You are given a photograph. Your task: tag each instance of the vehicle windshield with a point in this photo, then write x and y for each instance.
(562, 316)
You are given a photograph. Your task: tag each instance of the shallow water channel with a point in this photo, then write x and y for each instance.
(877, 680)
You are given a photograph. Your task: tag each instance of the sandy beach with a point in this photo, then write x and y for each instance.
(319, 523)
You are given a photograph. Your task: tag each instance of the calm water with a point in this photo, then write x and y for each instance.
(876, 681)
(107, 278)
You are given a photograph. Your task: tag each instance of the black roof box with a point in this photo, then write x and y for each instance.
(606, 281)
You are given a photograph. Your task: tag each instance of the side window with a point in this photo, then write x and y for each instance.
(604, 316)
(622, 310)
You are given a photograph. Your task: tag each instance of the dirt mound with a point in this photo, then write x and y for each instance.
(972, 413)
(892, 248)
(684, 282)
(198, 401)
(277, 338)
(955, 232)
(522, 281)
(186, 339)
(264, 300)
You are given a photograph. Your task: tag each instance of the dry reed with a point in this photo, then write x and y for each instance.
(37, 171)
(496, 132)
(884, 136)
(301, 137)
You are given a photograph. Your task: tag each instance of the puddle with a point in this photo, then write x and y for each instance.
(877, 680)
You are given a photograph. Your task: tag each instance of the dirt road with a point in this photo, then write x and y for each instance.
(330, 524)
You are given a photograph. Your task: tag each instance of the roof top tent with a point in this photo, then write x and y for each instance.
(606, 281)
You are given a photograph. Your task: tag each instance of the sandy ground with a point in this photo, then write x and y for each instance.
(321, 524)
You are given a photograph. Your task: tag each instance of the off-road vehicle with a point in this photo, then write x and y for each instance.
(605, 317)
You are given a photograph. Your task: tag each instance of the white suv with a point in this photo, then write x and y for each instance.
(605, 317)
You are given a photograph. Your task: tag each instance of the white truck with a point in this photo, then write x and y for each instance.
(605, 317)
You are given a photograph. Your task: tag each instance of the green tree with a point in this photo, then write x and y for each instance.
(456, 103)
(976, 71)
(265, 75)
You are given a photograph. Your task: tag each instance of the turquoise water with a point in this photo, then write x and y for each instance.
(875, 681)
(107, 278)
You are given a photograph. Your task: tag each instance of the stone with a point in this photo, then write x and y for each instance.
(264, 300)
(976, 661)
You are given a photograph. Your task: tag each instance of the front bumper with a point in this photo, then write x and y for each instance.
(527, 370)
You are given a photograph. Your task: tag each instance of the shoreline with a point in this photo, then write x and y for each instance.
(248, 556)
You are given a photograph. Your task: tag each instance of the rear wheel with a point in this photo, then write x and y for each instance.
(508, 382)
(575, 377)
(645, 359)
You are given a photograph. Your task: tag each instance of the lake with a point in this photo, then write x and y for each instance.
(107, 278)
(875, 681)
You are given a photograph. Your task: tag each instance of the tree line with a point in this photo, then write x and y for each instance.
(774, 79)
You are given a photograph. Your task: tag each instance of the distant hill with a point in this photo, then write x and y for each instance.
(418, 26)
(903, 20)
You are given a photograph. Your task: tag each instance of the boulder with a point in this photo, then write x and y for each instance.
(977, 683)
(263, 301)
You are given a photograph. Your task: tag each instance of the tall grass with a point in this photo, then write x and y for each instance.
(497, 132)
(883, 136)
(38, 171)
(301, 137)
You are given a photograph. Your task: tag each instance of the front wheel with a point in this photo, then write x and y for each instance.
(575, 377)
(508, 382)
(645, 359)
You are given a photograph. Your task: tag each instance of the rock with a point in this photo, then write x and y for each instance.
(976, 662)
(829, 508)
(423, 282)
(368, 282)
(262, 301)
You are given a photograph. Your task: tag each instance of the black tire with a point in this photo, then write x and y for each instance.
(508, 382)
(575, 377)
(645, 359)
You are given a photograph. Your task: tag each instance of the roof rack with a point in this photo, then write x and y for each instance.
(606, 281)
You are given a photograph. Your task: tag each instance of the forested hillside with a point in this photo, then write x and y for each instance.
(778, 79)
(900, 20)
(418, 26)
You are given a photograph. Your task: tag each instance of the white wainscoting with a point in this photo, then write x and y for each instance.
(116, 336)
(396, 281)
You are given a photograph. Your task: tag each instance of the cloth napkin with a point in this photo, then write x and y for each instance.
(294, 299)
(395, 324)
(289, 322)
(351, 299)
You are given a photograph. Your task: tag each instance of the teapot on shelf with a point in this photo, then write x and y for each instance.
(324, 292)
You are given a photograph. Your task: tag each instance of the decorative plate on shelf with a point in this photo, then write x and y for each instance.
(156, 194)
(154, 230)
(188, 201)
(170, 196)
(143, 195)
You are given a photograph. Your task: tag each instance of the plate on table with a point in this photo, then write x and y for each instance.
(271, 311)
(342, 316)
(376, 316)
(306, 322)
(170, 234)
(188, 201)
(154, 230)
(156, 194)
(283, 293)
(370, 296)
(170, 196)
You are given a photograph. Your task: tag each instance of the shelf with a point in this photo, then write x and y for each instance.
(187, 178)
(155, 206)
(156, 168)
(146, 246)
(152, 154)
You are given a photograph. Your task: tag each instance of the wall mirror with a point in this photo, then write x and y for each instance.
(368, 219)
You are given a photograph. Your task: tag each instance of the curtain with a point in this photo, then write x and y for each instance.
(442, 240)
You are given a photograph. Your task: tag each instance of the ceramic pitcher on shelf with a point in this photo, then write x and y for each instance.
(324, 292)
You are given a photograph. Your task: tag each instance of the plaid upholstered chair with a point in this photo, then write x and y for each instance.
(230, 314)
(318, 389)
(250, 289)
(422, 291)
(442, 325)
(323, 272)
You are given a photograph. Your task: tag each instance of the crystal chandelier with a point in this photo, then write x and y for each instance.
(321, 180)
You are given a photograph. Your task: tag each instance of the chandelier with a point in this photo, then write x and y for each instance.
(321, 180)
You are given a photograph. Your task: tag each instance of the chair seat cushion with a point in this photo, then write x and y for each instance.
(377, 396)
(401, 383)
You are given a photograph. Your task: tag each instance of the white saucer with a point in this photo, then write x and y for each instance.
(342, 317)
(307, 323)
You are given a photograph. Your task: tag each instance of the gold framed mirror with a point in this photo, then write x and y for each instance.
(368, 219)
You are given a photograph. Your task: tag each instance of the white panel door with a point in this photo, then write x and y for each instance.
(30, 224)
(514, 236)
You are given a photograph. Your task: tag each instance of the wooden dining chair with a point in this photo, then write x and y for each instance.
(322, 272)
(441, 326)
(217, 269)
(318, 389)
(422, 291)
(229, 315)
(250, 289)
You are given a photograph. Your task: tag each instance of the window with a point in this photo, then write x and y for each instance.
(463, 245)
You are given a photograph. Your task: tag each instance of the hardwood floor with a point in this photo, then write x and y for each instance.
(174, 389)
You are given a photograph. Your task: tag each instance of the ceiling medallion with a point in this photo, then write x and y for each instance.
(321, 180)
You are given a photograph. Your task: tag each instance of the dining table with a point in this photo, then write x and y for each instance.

^^^^^^^^^^^^^^^^

**WHAT THE TASK ASKS**: Copy out each line exactly as written.

**ANSWER TO THIS EXERCISE**:
You are given a photograph. Your task: tag each instance of the vehicle windshield with a point in this photo, then write x and y for each instance.
(562, 316)
You are given a photograph. Your task: tag each instance of the shallow water channel with a point in this photo, then write x and y for each instance.
(877, 680)
You are given a photograph. Your task: tag each instance of the sandy beach with a point in this photo, then write x and y for each instance.
(319, 523)
You are given a photograph. Your task: tag each instance of the calm water with a point in this photo, then write x and y for each instance.
(876, 681)
(107, 278)
You are given a photograph. Your task: tag each instance of the black roof box with a point in this photo, then write x and y for each instance.
(606, 281)
You are given a photograph. Your task: tag each instance of the side window with a point in this photo, then write x and y for each instance.
(604, 316)
(622, 310)
You are given a photograph. Your task: tag each instance of the dirt mound with a point in this photo, then write x and y for each instance.
(972, 413)
(892, 248)
(684, 282)
(198, 401)
(277, 338)
(955, 232)
(522, 281)
(186, 339)
(264, 300)
You are given a photograph. Your task: tag each instance of the dry reed with a point in this photo, then write x and y for each instance.
(37, 171)
(496, 132)
(884, 136)
(301, 137)
You are given a photograph. Your task: tag each instance of the puddle with a point in this photo, then write x and y for each instance.
(877, 680)
You are given a photograph. Your task: tag each instance of the dirt road with a point in this photo, then write x and y for each instance.
(330, 524)
You are given a photograph. Your task: tag each instance of the roof top tent with a point in this photo, then write x and y for each instance.
(606, 281)
You are given a photograph. Your task: tag each instance of the sandy ground with a point in this photo, then write x and y for each instance.
(321, 524)
You are given a photograph. Your task: tag each instance of the off-road vehicle with a point in this photo, then write x and y for each instance.
(605, 317)
You are given a photograph. Your task: tag each instance of the white suv with a point in this photo, then write x and y for each instance.
(605, 317)
You are given a photograph. Your task: tag each instance of the white truck with a point in this photo, then write x and y for each instance.
(605, 317)
You are given a photograph. Your task: tag each instance of the green tree with a point in this photo, then write x and y for each instance.
(456, 103)
(976, 71)
(265, 75)
You are given a photograph. Your task: tag each instance of the turquoise water with a point in this photo, then write x and y for each instance.
(875, 681)
(107, 278)
You are given a photograph. Your task: tag each instance of the stone with a point in this photo, then write x and y for each instance.
(264, 300)
(976, 661)
You are given a photograph. Your task: tag each instance of the front bumper with a point in this photo, then write x and y for each instance.
(527, 370)
You are given a photograph. Your task: tag each instance of the shoreline with a point in this photo, then write x and y for each instance.
(248, 556)
You are given a photograph. Your task: tag each instance of the rear wheel with a point in this photo, then write x and y for each instance.
(508, 382)
(575, 377)
(645, 359)
You are given a photograph. Your task: tag each instance of the lake with a point in this photo, then write x and y for each instance.
(107, 278)
(875, 681)
You are given a photograph. Your task: tag each instance of the tree line with a point in this photo, then write x and y for each instance.
(774, 79)
You are given a photograph. Your task: tag each instance of the distant hill with a point in this photo, then write x and y for each instance.
(418, 26)
(903, 20)
You are given a photograph. Your task: tag each instance of the boulder with a point in this photo, then write x and y for each instance.
(977, 683)
(263, 301)
You are given a photograph. Your task: tag each instance of the tall grass with a point in this photo, then write x and y for each instance.
(497, 132)
(883, 136)
(38, 171)
(301, 137)
You are given a photograph. Your task: tag each instance of the front wheel with a point in this photo, then write x and y for each instance.
(575, 377)
(508, 382)
(645, 359)
You are given a photograph. Your task: tag each instance of the rock with a point in this photo, then write x and y for each instance.
(976, 662)
(829, 508)
(423, 282)
(368, 282)
(262, 301)
You are given a photograph. Your task: tag each instance of the black tire with a point in this photo, then write x and y for each instance.
(508, 382)
(575, 377)
(645, 359)
You are given a photograph. Your task: tag each instance of the roof rack with a point in this photo, then write x and y for each instance.
(606, 281)
You are given a photograph. Your task: tag each instance of the forested hillside with a point in this photo, then write x and y for each instance.
(778, 79)
(900, 20)
(418, 26)
You are given a photograph. Your task: tag each instance of the white wainscoting with a point in this photo, then write x and y for each instance.
(116, 336)
(396, 281)
You are given a photograph. Your task: tag each instance of the cloth napkin with a point in this photo, then write x and y for each instance.
(294, 299)
(395, 324)
(289, 322)
(351, 299)
You are given a photograph. Your task: tag each instance of the teapot on shelf with a point in this photo, then write x and y for each instance.
(324, 292)
You are given a photograph. Your task: tag each instance of the decorative plate on shelf with a point in this photo, then write x and y for each instance.
(156, 194)
(154, 230)
(188, 201)
(170, 196)
(143, 195)
You are given a photograph. Your task: tag each instance of the plate on table with a point in this photo, then write x and y for each instance.
(271, 311)
(342, 316)
(376, 316)
(306, 322)
(170, 234)
(188, 201)
(154, 230)
(156, 194)
(283, 293)
(370, 296)
(170, 196)
You are given a photograph. Your task: tag each instance of the shelf with a point in this photo, then write x and y for each instance.
(187, 178)
(155, 206)
(156, 168)
(146, 246)
(152, 154)
You are given a photograph. Your task: tag each instance of the wall mirror with a point in this photo, then write x and y for each instance.
(368, 219)
You are given a photograph. Your task: tag each instance of the curtain with a point in this photo, then write x and y for each instance.
(442, 240)
You are given a photograph. Your task: tag each instance of the ceramic pitcher on shelf with a point in this photo, then write x and y for each instance.
(324, 292)
You are given a photograph. Your task: tag each instance of the plaid upholstered chair with a point in this photo, then write x and y for each instance.
(230, 314)
(318, 389)
(250, 289)
(422, 291)
(442, 325)
(323, 272)
You are given a photograph. Your task: tag each instance of the crystal chandelier with a point in this photo, then write x and y for each instance.
(321, 180)
You are given a photograph. Your task: tag each instance of the chandelier with a point in this photo, then write x and y for each instance.
(321, 180)
You are given a photograph. Your task: tag each instance of the chair seat cushion with a point in this photo, then write x and y for each instance.
(377, 396)
(401, 383)
You are given a photograph. Your task: tag each instance of the white saucer with a point in this photo, then write x and y for each instance.
(342, 317)
(307, 323)
You are given a photograph. Your task: tag each instance of the gold framed mirror with a point in this photo, then write x and y for each instance.
(368, 219)
You are given a photograph. Your task: tag each instance of the white panel door with a point in this photo, then write x and y for each instance.
(30, 224)
(514, 236)
You are given a photograph. Your task: tag each instance of the wooden dining chair with a point in this photo, then write x and y for each instance.
(322, 272)
(441, 326)
(217, 269)
(318, 389)
(422, 291)
(229, 315)
(250, 289)
You are given a photograph. Your task: tag each instance of the window with a point in this photo, then write x and y for each instance.
(463, 245)
You are given a photograph. Your task: tag each instance of the hardwood floor with a point in this photo, then write x and y for each instance.
(174, 389)
You are given a photograph. Your task: tag each instance of the ceiling medallion with a point in this photo, then write x and y for each instance.
(321, 180)
You are given a photograph. Your task: tag each instance of the dining table with a point in this photo, then write x and y for each instance.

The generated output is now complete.